Copy the lines exactly as they appear, starting with the first line of the records and ending with the line that contains "Would you be able to pick out the eyebrow".

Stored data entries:
* * * * * * *
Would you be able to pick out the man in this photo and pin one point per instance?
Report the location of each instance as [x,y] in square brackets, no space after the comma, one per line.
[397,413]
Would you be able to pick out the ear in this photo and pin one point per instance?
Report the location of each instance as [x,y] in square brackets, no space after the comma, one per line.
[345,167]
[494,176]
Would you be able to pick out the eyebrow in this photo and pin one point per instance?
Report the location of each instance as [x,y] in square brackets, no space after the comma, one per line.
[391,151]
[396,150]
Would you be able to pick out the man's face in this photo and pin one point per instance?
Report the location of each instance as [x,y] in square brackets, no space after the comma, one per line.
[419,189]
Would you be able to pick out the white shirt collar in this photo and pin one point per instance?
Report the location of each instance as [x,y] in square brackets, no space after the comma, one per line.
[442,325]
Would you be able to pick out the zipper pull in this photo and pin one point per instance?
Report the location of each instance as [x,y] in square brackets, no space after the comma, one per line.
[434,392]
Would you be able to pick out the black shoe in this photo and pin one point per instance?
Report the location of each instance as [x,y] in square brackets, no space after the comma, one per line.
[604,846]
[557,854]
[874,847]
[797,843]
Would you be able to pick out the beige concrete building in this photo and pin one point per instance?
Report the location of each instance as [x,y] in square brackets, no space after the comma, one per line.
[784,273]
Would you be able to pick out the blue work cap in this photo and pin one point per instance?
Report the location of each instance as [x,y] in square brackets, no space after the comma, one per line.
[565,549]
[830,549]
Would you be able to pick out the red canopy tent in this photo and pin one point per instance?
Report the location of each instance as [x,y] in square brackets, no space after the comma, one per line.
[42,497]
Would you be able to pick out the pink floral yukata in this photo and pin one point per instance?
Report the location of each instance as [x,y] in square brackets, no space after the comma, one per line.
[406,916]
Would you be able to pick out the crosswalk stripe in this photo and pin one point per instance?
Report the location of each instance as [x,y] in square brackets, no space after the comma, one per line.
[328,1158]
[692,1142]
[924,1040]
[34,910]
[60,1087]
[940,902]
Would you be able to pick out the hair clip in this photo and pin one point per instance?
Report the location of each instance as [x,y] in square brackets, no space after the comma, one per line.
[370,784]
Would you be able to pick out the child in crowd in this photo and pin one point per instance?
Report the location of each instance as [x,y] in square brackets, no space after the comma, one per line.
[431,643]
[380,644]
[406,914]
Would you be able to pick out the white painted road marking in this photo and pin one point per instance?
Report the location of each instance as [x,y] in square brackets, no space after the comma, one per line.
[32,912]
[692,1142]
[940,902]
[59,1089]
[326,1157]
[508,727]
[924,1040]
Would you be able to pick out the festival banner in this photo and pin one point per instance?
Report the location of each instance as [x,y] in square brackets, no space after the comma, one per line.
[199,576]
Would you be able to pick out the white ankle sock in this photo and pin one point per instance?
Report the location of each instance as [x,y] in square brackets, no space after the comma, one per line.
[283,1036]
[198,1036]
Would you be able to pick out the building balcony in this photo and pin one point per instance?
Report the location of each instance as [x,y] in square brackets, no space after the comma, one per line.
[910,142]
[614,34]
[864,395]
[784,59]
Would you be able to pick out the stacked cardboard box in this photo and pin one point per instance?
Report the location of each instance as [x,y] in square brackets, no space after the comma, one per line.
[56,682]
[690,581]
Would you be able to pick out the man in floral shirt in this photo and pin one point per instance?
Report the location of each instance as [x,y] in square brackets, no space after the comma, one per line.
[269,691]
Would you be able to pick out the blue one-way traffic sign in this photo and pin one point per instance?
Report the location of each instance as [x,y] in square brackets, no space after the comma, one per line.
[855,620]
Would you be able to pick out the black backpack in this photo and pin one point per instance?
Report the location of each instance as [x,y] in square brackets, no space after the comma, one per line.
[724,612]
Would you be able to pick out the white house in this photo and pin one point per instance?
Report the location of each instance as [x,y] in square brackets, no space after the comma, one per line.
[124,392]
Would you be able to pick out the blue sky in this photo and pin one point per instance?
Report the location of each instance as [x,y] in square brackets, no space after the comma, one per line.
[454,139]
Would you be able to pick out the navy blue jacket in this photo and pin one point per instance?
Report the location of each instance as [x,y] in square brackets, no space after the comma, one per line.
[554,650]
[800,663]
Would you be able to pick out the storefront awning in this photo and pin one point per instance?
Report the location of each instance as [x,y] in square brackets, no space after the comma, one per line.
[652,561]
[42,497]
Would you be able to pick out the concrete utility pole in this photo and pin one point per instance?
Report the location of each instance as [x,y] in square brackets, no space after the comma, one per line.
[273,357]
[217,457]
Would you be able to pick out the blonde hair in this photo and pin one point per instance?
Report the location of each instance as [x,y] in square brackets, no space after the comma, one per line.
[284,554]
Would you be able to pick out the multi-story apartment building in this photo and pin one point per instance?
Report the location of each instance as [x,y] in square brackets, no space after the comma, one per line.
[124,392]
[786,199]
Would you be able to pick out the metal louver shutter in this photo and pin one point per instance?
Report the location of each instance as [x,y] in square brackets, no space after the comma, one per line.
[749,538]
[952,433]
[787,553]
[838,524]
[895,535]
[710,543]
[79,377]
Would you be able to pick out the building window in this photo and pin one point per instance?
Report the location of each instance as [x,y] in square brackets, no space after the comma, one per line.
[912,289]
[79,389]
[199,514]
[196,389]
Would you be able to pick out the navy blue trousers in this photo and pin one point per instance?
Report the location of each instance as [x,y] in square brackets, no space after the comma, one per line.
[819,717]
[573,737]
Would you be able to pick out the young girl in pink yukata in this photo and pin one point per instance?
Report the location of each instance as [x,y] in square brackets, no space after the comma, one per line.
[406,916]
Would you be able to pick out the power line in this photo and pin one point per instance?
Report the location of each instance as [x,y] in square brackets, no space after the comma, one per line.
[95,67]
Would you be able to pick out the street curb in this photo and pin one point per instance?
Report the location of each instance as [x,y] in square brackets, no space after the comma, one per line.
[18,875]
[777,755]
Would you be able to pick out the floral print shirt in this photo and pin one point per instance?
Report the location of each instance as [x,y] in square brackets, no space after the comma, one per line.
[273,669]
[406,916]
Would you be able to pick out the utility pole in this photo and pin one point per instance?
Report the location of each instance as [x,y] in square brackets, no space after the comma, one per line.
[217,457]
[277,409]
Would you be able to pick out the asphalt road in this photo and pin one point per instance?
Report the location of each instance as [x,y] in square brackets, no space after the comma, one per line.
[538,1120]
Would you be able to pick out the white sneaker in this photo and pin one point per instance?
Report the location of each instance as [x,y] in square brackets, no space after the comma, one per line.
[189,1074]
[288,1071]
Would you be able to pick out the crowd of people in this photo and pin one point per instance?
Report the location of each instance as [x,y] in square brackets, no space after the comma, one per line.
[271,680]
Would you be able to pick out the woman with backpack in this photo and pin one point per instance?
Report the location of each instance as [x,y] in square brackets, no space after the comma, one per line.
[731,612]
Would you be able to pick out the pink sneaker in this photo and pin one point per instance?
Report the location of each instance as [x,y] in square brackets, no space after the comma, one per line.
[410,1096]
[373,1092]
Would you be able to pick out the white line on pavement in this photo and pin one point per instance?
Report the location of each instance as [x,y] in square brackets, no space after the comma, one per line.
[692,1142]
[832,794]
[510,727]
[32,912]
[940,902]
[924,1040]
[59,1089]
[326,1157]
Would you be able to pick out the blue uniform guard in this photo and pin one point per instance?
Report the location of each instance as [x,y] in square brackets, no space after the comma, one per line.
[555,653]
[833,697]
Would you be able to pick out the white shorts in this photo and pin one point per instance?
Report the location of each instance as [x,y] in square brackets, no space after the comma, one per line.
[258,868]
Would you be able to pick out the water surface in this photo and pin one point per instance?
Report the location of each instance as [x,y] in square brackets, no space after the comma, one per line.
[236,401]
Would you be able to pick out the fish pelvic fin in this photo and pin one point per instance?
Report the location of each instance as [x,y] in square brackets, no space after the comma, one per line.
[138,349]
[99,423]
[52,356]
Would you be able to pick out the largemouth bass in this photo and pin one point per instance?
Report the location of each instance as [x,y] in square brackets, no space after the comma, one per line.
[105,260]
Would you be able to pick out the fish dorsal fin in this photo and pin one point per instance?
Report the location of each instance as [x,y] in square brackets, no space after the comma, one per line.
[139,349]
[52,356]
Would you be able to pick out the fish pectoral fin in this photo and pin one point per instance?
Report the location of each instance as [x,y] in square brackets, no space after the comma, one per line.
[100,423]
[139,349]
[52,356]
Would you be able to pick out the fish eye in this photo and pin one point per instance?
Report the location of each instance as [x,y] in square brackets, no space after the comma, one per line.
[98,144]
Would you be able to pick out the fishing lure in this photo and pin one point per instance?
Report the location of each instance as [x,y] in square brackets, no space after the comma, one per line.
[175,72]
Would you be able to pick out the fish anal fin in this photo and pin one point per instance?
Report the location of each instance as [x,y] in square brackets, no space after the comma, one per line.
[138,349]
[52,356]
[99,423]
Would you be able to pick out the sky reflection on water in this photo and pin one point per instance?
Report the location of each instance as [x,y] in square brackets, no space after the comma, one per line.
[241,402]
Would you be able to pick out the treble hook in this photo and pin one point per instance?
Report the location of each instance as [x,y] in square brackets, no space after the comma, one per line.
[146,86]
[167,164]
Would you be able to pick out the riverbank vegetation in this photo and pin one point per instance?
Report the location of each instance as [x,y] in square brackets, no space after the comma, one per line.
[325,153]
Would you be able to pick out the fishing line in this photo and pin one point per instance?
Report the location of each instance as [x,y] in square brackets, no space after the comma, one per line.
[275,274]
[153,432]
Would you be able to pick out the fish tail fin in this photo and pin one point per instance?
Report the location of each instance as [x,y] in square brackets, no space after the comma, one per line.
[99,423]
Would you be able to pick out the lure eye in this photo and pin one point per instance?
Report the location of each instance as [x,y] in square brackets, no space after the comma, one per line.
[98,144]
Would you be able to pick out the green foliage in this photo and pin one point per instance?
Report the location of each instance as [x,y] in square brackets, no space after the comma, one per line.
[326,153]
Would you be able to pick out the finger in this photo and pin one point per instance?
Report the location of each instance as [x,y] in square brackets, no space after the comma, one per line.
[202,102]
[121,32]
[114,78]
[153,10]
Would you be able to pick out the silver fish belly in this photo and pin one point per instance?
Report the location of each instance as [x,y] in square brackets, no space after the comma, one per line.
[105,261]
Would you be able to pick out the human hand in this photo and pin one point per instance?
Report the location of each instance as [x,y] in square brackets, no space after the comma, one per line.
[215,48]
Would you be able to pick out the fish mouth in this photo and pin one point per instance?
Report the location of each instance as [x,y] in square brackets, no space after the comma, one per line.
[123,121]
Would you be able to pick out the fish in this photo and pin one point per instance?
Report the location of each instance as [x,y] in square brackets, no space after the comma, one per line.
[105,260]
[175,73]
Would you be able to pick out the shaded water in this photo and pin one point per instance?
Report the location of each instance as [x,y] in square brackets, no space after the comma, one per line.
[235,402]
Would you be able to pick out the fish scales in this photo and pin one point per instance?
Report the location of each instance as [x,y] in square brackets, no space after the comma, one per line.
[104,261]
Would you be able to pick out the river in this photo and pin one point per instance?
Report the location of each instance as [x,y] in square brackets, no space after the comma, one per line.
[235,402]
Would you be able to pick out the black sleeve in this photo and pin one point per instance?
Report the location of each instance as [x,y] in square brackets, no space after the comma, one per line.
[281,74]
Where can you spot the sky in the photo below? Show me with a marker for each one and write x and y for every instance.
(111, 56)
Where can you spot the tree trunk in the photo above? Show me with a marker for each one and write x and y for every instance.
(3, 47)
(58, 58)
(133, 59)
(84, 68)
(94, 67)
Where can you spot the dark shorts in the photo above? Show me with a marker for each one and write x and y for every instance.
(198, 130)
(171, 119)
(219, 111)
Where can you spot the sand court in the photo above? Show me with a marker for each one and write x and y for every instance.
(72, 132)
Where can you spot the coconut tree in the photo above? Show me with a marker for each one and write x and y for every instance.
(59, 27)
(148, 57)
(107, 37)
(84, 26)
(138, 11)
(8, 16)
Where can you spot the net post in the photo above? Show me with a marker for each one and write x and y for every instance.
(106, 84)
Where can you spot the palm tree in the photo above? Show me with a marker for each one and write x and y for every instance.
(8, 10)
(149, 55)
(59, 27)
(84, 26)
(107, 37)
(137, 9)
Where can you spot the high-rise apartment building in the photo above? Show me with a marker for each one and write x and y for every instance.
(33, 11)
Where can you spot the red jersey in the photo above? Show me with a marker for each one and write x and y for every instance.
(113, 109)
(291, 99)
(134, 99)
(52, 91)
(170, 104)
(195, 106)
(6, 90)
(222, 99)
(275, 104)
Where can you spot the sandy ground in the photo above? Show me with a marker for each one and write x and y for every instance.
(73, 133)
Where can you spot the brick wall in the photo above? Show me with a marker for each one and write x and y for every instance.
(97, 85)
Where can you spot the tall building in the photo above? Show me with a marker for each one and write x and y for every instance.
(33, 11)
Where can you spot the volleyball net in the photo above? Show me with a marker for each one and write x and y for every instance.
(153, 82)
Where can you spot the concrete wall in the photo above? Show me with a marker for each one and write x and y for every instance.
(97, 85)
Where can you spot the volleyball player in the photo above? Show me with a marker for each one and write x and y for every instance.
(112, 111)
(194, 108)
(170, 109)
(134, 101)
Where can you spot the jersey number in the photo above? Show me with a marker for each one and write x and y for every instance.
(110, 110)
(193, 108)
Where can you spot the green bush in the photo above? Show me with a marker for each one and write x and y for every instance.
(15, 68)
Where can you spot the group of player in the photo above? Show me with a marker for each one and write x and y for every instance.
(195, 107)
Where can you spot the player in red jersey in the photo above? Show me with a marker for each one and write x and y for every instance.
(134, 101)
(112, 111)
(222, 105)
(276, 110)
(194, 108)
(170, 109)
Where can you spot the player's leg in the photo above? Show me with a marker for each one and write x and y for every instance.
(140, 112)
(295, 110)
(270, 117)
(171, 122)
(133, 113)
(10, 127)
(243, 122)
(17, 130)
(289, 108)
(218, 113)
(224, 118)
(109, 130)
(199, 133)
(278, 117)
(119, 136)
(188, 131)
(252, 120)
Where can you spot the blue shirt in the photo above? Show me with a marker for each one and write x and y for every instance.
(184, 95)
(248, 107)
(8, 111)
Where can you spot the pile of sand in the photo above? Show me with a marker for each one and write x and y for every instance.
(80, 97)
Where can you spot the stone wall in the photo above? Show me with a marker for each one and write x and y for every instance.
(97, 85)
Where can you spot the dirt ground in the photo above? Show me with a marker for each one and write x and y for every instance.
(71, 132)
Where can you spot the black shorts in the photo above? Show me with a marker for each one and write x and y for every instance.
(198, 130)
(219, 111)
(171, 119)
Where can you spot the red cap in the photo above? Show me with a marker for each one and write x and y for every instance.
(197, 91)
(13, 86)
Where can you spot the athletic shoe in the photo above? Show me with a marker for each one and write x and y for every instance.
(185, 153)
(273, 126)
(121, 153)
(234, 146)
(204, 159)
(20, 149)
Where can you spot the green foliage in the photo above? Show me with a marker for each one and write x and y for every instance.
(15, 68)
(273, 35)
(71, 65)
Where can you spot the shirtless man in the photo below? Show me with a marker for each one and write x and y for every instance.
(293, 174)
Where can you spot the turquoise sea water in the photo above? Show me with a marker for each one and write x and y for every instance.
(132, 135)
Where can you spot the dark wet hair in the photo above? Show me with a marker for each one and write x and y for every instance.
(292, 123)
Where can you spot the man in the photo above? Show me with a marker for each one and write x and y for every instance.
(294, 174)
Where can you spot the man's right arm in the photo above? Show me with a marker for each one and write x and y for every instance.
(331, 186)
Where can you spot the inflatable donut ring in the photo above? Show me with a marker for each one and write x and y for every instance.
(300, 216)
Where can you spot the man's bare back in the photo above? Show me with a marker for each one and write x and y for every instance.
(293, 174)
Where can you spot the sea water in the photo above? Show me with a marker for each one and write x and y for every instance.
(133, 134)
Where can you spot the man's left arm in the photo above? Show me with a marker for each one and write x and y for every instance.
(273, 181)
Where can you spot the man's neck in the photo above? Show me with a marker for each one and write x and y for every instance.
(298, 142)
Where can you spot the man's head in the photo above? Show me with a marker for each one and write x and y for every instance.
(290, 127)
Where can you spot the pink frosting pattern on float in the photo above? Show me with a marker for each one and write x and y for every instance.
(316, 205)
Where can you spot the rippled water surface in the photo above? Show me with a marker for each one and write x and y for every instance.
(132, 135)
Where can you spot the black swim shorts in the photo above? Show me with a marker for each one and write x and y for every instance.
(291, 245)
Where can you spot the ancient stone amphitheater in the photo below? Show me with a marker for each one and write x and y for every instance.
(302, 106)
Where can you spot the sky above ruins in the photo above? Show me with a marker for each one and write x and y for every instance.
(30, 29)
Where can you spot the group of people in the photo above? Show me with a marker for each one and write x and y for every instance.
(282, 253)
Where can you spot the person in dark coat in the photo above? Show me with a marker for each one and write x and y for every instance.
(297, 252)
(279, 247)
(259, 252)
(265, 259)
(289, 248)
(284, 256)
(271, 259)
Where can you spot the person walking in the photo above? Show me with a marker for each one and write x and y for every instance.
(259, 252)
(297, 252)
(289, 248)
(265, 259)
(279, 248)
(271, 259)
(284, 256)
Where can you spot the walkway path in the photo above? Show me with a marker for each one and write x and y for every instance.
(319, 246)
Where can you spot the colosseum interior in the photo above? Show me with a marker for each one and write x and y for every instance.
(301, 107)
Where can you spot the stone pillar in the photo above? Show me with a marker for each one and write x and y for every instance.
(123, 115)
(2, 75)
* * * * * * *
Task solution:
Would you be able to pick out the man in this photo and pin one point per instance?
Report the location of each instance as [x,y] in square brackets, no space after the comma, one per line.
[397,413]
Would you be able to pick out the ear in this photo and pin one point per instance?
Report the location of each instance as [x,y] in square brackets, no space after the comma, one per line.
[345,167]
[494,176]
Would you be able to pick out the eyebrow in this photo and pin one point per instance?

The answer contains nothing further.